*WHAT YOU WILL DO*
Select each line of the items below that contains the word "uniform" and copy those lines out.

*DATA SUPPLIED*
───
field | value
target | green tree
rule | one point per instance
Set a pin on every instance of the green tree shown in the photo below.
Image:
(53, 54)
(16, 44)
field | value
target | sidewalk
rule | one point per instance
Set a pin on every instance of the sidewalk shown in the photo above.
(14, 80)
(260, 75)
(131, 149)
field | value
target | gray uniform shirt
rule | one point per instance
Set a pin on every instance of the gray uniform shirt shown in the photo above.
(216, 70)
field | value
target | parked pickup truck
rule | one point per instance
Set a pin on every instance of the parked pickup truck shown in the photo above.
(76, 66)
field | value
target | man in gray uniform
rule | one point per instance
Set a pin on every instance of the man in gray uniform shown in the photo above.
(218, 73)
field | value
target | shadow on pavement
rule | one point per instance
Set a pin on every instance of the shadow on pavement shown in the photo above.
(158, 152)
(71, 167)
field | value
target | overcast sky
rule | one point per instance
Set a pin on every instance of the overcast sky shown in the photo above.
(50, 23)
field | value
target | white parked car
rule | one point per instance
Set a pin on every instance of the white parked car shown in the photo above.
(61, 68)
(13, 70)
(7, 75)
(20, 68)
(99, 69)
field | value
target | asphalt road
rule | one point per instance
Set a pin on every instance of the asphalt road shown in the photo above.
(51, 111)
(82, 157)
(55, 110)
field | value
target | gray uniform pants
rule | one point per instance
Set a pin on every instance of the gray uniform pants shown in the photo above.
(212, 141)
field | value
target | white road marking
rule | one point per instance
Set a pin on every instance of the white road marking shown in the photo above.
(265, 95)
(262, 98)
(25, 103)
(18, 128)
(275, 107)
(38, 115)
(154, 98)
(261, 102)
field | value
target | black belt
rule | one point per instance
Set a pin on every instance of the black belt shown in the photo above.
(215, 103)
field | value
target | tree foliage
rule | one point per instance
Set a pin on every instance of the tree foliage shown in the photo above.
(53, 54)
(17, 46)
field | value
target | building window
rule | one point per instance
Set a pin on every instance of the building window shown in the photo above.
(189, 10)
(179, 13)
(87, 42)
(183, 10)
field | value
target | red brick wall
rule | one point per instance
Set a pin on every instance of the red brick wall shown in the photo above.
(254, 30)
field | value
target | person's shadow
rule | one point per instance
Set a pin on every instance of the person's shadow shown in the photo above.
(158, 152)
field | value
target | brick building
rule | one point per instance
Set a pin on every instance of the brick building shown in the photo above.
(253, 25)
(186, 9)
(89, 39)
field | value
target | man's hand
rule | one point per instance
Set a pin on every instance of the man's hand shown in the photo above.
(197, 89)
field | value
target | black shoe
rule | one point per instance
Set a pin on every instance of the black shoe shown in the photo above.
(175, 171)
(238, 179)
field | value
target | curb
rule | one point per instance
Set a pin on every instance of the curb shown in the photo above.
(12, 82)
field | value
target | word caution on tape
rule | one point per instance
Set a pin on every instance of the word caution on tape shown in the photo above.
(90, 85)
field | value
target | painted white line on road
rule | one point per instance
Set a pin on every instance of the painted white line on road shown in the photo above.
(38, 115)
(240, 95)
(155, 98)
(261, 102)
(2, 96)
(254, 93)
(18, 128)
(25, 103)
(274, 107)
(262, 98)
───
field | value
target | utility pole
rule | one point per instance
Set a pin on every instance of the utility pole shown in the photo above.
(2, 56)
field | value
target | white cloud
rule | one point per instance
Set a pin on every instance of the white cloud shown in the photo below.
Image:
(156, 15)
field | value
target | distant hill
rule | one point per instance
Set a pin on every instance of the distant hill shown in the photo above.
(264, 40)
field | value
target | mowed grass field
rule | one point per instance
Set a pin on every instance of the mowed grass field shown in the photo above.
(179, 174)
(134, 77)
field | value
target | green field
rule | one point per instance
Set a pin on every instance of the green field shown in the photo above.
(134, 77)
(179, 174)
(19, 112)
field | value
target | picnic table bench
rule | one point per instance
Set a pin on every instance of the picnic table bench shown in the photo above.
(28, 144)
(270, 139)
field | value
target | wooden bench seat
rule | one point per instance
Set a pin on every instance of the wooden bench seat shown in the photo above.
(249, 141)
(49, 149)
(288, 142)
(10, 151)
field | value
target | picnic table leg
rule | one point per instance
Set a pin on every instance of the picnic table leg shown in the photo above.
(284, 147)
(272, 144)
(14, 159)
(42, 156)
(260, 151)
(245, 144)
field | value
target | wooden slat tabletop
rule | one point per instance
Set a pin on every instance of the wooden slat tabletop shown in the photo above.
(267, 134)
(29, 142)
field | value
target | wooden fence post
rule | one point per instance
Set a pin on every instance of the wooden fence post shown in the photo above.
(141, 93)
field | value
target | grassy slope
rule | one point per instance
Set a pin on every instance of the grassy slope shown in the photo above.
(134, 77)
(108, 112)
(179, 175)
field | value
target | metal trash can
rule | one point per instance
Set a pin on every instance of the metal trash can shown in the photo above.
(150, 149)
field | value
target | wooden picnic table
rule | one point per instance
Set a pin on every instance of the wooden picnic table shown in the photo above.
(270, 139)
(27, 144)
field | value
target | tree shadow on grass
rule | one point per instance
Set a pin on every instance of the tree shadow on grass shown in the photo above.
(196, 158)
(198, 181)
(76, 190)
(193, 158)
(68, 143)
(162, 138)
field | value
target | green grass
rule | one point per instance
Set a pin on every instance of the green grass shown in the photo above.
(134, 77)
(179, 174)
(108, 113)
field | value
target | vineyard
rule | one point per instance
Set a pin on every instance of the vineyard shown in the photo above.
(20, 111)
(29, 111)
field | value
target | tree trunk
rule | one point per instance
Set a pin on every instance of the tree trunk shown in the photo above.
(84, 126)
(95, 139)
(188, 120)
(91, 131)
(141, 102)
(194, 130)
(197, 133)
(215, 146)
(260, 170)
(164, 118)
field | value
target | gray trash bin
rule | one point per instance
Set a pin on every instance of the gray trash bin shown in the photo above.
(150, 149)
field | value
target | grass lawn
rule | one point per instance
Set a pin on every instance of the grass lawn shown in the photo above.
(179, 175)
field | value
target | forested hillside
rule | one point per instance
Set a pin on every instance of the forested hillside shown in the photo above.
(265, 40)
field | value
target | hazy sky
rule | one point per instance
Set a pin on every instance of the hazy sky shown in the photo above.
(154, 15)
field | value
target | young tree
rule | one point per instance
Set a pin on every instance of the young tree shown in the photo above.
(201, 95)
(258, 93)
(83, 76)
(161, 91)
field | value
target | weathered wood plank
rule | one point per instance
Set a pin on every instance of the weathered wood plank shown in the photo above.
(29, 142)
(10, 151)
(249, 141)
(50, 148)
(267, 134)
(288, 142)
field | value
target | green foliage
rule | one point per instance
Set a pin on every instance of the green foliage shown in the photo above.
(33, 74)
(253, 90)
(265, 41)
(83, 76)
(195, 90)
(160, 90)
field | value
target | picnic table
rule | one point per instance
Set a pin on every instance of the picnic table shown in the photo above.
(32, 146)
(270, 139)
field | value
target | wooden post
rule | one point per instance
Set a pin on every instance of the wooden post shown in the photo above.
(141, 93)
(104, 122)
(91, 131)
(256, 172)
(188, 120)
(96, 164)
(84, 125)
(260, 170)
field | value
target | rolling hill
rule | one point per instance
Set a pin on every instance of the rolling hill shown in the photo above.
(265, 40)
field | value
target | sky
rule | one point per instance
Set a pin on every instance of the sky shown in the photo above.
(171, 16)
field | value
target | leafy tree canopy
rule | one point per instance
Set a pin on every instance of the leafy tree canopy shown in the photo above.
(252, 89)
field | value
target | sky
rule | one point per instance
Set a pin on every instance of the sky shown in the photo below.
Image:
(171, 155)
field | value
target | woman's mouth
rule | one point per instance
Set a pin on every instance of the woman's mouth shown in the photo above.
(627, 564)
───
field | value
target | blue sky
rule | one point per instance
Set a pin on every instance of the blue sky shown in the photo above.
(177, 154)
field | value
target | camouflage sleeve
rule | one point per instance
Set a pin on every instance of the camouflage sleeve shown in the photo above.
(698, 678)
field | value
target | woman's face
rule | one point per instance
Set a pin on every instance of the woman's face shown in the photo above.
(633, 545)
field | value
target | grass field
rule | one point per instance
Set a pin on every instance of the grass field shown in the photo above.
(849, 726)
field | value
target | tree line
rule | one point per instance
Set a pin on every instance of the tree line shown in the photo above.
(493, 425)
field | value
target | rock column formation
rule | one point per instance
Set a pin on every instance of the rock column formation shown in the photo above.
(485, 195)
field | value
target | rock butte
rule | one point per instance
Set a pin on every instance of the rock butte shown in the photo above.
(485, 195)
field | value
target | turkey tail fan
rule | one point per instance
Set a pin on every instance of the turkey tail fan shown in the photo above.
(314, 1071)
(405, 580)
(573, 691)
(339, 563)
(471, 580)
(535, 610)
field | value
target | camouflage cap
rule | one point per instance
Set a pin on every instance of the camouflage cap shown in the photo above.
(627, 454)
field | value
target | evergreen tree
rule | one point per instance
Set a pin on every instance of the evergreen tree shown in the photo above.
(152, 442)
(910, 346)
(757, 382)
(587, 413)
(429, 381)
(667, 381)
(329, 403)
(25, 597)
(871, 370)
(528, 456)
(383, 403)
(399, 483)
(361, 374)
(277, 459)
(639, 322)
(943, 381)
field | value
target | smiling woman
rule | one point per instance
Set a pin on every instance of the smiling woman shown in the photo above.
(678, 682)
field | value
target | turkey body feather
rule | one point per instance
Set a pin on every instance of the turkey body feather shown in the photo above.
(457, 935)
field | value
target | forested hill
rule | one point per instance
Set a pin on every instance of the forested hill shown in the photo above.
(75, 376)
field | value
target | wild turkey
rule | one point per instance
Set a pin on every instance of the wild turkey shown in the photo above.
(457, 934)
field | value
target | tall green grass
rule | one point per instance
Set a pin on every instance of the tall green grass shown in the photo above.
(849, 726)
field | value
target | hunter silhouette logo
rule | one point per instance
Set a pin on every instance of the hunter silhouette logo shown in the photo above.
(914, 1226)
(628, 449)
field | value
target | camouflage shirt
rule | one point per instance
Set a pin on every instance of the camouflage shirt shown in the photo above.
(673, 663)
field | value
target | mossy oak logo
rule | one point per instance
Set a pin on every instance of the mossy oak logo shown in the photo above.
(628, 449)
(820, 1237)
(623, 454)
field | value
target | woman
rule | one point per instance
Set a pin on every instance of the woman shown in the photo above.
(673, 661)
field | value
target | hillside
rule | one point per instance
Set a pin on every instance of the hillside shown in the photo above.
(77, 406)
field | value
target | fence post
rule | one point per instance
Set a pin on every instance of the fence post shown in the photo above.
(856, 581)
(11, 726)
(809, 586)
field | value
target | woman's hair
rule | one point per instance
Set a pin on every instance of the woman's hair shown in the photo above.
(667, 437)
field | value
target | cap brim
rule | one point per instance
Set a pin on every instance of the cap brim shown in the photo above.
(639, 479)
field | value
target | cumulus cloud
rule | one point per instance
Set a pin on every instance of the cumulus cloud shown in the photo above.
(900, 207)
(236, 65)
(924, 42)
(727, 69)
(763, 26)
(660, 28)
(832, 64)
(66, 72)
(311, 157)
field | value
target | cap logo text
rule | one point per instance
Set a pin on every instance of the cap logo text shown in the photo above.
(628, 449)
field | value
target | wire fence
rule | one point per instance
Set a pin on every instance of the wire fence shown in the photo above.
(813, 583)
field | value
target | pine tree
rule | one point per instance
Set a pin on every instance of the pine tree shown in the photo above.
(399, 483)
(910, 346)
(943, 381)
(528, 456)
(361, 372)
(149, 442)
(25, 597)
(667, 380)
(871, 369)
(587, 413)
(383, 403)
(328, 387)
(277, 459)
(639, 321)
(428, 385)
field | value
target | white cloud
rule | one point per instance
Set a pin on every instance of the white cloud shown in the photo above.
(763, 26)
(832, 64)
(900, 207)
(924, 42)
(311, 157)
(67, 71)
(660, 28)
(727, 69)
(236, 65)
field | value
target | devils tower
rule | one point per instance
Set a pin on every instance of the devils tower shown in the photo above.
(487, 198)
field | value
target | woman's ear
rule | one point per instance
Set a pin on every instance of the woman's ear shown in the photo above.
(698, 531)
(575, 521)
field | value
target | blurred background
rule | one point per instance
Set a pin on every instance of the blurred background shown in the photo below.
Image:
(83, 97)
───
*THE COMPLETED TASK*
target | gray uniform shirt
Set a pin on every instance of the gray uniform shirt shown in the photo above.
target | man in gray uniform
Set a pin on every instance of the man in gray uniform shown in the photo above.
target | gray uniform pants
Set a pin on every instance of the gray uniform pants shown in the photo above.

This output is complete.